Richard - So after the intake process, we put the barley into our stores and then we recover the barley and make sure that the barley is going to grow when it gets actually into our steep tank. So in the UK we have a very light amount of dormancy in our grain. So it probably grows six or eight weeks after harvest, and then we'll take it to our steep tanks. And the steeping process is the first phase of the malting process. That's where we're going next.
Richard - It's going to be hot. Okay. We'll literally only be in there for a minute then. So we've come up to the first phase of the malting process, which is steeping, which is where we take our raw barley and we add moisture, which initiates the biochemical processes within the grain.
Chris - That's germination, isn't it? You're starting it growing.
Richard - Exactly, so the barley grain is effectively a seed that we are commencing the germination phase of. Each and every one of the millions and billions of seeds in every batch that we make. So we need to add moisture and the steeping process is how we do that.
Chris - Why do you need to germinate it? What does that do that is useful to yielding and releasing what's locked up in that seed?
Richard - The barley grain is starch globules covered in protein. And there is some enzyme there, but it's very low levels. And what we do in the steeping process is hydrate the endosperm. We initiate all the enzyme potential and increase those enzymes and then those enzymes will then break down the protein and they will break down the cell material. So at the end of germination, we have got a much smaller level of proteins. The starch is there, but it's now released from its bound protein matrix that it was in as barley. And the enzymes are all around about the starch. And at that point we put it in our kiln, which is effectively a big oven, to then dry it down and fix that enzymic protein and starch mix that we have created.
Chris - I think I need to grow a bit to see into these tanks, but they're enormous. They must be about four or five metres across these big circular tanks and I can see damp grain in there.
Richard - Yeah, so this batch has been in here for roughly 24 hours. We steep in a new batch every day and this batch will be in these tanks for two days. So we've got another set of steep tanks just through the wall there as well.
Chris - I can see water dribbling into one of the tanks next to us. So basically you put 28ish tonnes or whatever of barley in there and then half fill it up to just soak the grain and then drain that off. And you just repeat that a few times, do you?

● **EXERCISE DATA**
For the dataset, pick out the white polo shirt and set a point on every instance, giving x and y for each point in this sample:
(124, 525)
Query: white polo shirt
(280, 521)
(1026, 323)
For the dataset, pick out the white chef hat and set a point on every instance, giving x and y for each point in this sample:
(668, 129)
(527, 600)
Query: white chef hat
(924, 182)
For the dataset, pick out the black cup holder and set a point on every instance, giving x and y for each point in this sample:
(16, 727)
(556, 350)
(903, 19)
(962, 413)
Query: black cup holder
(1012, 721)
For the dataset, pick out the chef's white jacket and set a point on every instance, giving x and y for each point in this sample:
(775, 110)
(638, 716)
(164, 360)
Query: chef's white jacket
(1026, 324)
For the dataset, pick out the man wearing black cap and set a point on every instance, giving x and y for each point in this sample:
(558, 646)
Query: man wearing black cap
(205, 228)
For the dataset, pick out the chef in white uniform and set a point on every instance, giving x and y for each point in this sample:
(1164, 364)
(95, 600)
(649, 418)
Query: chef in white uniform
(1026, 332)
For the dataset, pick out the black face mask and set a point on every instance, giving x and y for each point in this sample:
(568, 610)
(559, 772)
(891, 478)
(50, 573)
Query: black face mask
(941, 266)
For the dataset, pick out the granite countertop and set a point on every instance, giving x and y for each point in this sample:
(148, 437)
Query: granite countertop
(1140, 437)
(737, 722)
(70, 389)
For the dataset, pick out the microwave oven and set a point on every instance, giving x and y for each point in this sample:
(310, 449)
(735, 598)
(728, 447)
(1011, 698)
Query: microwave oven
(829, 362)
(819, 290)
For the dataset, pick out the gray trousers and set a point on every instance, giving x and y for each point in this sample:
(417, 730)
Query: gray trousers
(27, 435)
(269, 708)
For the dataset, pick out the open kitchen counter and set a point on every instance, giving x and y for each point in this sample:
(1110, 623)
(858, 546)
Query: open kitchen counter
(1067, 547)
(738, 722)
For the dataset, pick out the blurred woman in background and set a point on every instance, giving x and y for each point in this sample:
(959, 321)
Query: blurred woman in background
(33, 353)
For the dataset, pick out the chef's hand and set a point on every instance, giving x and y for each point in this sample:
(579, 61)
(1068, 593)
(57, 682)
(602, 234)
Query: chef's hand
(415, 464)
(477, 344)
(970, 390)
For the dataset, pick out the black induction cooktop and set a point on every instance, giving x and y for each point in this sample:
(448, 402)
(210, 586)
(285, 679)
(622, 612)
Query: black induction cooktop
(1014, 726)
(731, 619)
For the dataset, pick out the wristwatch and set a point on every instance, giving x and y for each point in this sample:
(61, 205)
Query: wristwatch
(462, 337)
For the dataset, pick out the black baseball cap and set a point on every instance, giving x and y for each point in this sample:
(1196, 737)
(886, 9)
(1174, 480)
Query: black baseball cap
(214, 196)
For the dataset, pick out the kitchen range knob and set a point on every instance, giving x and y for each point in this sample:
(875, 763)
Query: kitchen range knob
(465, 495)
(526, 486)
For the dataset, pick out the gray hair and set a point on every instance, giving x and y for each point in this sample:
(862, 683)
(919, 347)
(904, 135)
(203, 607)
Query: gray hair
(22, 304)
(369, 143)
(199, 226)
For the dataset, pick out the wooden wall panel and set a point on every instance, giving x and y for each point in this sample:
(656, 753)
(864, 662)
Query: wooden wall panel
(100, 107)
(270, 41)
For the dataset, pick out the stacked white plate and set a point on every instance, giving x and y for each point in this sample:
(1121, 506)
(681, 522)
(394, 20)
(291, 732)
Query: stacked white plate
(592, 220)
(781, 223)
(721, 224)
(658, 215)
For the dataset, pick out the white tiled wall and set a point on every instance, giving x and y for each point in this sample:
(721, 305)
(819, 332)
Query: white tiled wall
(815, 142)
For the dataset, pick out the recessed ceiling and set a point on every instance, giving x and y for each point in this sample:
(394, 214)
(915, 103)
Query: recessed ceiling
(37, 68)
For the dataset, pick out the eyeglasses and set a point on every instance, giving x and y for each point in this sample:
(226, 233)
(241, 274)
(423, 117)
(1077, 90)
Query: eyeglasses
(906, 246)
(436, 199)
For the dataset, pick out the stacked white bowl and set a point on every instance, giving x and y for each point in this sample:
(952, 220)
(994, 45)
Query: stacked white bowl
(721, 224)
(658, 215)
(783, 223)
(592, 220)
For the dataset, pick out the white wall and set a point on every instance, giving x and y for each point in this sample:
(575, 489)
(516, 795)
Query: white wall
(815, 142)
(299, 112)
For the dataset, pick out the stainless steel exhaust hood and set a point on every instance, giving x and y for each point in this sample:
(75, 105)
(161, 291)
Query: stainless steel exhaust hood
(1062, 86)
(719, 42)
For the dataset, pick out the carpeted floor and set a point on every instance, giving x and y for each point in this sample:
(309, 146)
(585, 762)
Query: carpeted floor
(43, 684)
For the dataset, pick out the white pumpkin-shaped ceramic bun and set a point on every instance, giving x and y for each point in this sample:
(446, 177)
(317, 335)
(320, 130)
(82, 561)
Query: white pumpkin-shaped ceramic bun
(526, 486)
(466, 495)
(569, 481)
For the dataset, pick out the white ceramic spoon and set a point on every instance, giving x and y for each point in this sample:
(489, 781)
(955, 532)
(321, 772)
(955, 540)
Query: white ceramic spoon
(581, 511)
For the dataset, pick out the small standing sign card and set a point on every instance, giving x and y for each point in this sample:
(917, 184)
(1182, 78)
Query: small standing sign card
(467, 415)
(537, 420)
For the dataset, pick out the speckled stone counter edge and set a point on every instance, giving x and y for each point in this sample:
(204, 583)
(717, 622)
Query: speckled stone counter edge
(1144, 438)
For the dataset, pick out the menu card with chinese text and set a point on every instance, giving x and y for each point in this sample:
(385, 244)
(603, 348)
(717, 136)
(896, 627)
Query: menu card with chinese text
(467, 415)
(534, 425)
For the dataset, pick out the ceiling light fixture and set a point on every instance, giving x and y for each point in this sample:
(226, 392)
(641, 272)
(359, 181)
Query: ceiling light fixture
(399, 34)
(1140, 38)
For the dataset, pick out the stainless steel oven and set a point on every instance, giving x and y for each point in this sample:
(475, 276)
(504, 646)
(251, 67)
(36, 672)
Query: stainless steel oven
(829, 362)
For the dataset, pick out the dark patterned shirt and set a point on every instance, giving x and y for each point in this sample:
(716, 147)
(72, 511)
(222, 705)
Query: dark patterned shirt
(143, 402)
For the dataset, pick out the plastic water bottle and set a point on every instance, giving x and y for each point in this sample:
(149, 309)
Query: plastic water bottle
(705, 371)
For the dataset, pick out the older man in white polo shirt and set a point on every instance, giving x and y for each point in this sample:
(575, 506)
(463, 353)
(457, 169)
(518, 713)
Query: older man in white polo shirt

● **WORK ITEM A**
Answer these questions from the malting transcript:
(i) How long after harvest does the barley in the UK probably grow?
(ii) What does Richard call the kiln, in plain terms?
(iii) How many days will a batch stay in the steep tanks?
● **WORK ITEM B**
Continue the malting transcript from its final line, with Richard's reply to Chris's question about soaking and draining.

● **EXERCISE ANSWER A**
(i) Six or eight weeks.
(ii) Effectively a big oven.
(iii) Two days.

● **EXERCISE ANSWER B**
Richard - Yes. So we repeat that one more time. So there's the first immersion where we put the grain in and then we fill the water to just above the grain bed so that all of the grain is homogeneously covered in water. And then we rise it a bit to make sure, again, that it's all well mixed. And then that first wet phase might be six or eight hours and then we'll drain it off. And then that's an air rest for, it could be 10 hours. And then we'll again fill the tank with water above the green bed for maybe another six or eight hours. And that second immersion should take the moisture level from the initial starting point of 12% up to say 44% moisture. And then there's a small air rest at the end until it's ready to move to germination. So we'll go to one of the four germination vessels that we have on site.
Chris - Hopefully it's a bit warmer because it's a bit chilly in here.
Richard - It's definitely warmer.
Chris - They're tall, those tanks, aren't they? Because we've just come down all the stairs that correspond to how tall they would've been. So they're quite big.
Richard - Yeah. So I think the green bed is around about three metres deep in those tanks.
Chris - And the conveyors will bring what we were just watching once it's had its immersions, they'll bring it over here.
Richard - Yeah. So they'll take the fully steeped grain. Damp barley effectively that started its germination process. So it's 170 tonnes of that grain along the rubber conveying belts that you can see behind us into the vessel. And we'll load this vessel in about three hours and then we'll look after it in here for four days.